# Exercise instructions
Substitute "Coordinates" for each occurrence of "Points" in the data below, keeping every other character the same.

[Location identification items]
__________

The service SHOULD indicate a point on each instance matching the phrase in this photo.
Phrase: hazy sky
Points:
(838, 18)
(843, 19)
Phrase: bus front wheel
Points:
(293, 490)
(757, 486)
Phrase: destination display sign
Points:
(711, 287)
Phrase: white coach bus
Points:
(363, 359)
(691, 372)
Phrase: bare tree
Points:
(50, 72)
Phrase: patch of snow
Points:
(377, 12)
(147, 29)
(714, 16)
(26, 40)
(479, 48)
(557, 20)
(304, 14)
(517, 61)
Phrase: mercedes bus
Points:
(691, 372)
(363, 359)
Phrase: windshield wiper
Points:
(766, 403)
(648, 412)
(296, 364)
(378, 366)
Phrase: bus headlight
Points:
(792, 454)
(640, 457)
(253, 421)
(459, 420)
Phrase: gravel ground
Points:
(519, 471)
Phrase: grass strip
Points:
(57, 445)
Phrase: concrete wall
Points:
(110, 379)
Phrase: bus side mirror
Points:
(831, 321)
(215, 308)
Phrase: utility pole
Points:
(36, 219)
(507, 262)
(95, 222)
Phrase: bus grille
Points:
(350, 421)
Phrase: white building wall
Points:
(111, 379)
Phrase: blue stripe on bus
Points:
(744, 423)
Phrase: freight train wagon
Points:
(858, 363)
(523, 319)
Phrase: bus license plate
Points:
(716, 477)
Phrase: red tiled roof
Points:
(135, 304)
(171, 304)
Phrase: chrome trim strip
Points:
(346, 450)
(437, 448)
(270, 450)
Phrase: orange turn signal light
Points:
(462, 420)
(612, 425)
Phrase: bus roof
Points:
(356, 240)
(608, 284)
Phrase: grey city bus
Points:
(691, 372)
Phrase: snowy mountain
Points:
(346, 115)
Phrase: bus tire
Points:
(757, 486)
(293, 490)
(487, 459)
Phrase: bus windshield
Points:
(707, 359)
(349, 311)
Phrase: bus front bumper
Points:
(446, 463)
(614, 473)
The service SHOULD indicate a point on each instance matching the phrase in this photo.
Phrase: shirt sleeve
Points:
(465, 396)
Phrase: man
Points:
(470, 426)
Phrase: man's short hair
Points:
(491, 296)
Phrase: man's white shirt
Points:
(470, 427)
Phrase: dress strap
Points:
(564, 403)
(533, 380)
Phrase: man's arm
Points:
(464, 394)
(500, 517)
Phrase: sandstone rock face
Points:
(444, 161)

__________

# Exercise response
The service SHOULD indicate a point on each instance matching the phrase in this photo.
Phrase: hazy sky
Coordinates:
(838, 18)
(843, 19)
Phrase: bus front wheel
Coordinates:
(293, 490)
(757, 486)
Phrase: destination display sign
Coordinates:
(711, 287)
Phrase: white coach bus
Coordinates:
(363, 359)
(691, 372)
Phrase: bare tree
Coordinates:
(50, 72)
Phrase: patch of snow
Coordinates:
(377, 12)
(147, 29)
(714, 16)
(26, 40)
(479, 48)
(557, 20)
(304, 14)
(517, 61)
Phrase: mercedes bus
Coordinates:
(691, 372)
(363, 359)
Phrase: windshield wiper
Coordinates:
(766, 403)
(648, 412)
(296, 364)
(378, 366)
Phrase: bus headlight
Coordinates:
(792, 454)
(640, 457)
(253, 421)
(459, 420)
Phrase: gravel ground
Coordinates:
(519, 471)
Phrase: grass strip
Coordinates:
(57, 445)
Phrase: concrete wall
Coordinates:
(110, 379)
Phrase: bus side mirror
Coordinates:
(831, 321)
(215, 308)
Phrase: utility pole
Coordinates:
(36, 219)
(507, 262)
(95, 222)
Phrase: bus grille
Coordinates:
(350, 421)
Phrase: white building wall
Coordinates:
(111, 379)
Phrase: blue stripe on bus
Coordinates:
(744, 423)
Phrase: freight train wagon
Coordinates:
(858, 363)
(523, 319)
Phrase: bus license plate
Coordinates:
(716, 477)
Phrase: red tiled roof
Coordinates:
(135, 304)
(171, 304)
Phrase: chrome trim strip
Coordinates:
(346, 450)
(437, 448)
(270, 450)
Phrase: orange turn signal light
Coordinates:
(462, 420)
(612, 425)
Phrase: bus roof
Coordinates:
(356, 240)
(608, 284)
Phrase: grey city bus
Coordinates:
(691, 372)
Phrase: snowy mountain
Coordinates:
(346, 115)
Phrase: bus tire
Coordinates:
(757, 486)
(293, 490)
(487, 459)
Phrase: bus windshield
Coordinates:
(707, 359)
(349, 311)
Phrase: bus front bumper
Coordinates:
(446, 463)
(614, 473)
The service SHOULD indicate a point on each instance matching the phrase in this photo.
Phrase: shirt sleeve
Coordinates:
(465, 396)
Phrase: man
Coordinates:
(470, 426)
Phrase: man's short hair
Coordinates:
(491, 296)
Phrase: man's white shirt
Coordinates:
(470, 427)
Phrase: dress strap
Coordinates:
(564, 403)
(533, 380)
Phrase: man's arm
Coordinates:
(464, 394)
(500, 517)
Phrase: sandstone rock face
Coordinates:
(444, 161)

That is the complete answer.